* [Records to use]
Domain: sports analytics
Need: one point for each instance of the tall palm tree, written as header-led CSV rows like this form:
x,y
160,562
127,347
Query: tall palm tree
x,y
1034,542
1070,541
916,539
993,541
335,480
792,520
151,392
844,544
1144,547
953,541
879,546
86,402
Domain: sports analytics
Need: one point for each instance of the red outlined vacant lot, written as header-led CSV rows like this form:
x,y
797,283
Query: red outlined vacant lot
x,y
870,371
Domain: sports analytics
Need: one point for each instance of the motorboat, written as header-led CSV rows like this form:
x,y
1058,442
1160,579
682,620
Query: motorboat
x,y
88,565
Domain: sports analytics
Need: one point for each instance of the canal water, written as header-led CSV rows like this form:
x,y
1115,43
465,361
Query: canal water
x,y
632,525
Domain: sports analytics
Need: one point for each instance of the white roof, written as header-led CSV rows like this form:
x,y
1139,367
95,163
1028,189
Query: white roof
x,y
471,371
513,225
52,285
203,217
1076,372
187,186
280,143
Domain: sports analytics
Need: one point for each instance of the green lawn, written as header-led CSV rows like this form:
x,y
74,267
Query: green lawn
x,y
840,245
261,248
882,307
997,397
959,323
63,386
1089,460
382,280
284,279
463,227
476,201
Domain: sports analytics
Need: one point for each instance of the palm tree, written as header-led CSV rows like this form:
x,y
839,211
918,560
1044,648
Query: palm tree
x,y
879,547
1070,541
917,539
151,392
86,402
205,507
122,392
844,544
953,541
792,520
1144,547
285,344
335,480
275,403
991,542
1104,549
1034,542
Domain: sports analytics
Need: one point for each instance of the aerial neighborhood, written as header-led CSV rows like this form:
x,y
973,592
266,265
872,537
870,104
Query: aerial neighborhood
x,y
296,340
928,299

* [Instruction] Copy the records above exactly as they appear.

* [Result for this exercise]
Domain: sports analytics
Need: one point for each instance of the tall palm tree, written as header-led CSV rows like this form:
x,y
160,562
127,347
Query: tall palm tree
x,y
1034,542
1070,541
916,539
993,541
335,480
792,520
151,392
844,544
1144,547
953,541
879,546
86,402
Domain: sports analytics
Need: one point for each instance of the red outlined vacant lot, written as header-led CSV rows like this form:
x,y
797,283
Query: red outlined vacant lot
x,y
870,371
Domain: sports analytics
Need: one point for each instance of the motorboat, written as header-led CSV rows like this form:
x,y
1058,442
1160,579
682,620
Query: motorboat
x,y
88,565
Domain: sports analytics
Need: one point for each instance of the canal water, written as header-led CSV rows like this form:
x,y
1115,43
465,361
Query: canal water
x,y
632,525
Domain: sports analytics
Need: one point for each instance of the white roof, written as header-led CSV rows like this form:
x,y
1139,367
95,163
1028,189
Query: white roof
x,y
471,371
513,225
52,285
203,217
1076,372
187,186
280,143
Domain: sports analytics
Need: one point for each instance of the green lawn, written as header-led CSV rows like this form:
x,y
74,267
Query: green lawn
x,y
840,245
261,248
882,307
997,397
959,323
63,386
1089,460
382,280
284,279
463,227
476,201
Domain: sports analytics
Need: one point for each instance of the palm tree, written as header-led CSV rows like this form:
x,y
839,211
918,560
1044,648
Query: palm tree
x,y
879,547
1070,541
917,539
151,392
86,402
205,507
122,392
844,544
953,541
792,520
1144,547
285,344
335,480
275,403
991,542
1104,549
1034,542
Domain: sports analytics
Need: one point for each instance of the aerial neighborhood, written as header-led CSV rows like this form:
x,y
973,592
266,265
872,537
870,104
Query: aerial neighborhood
x,y
296,340
928,299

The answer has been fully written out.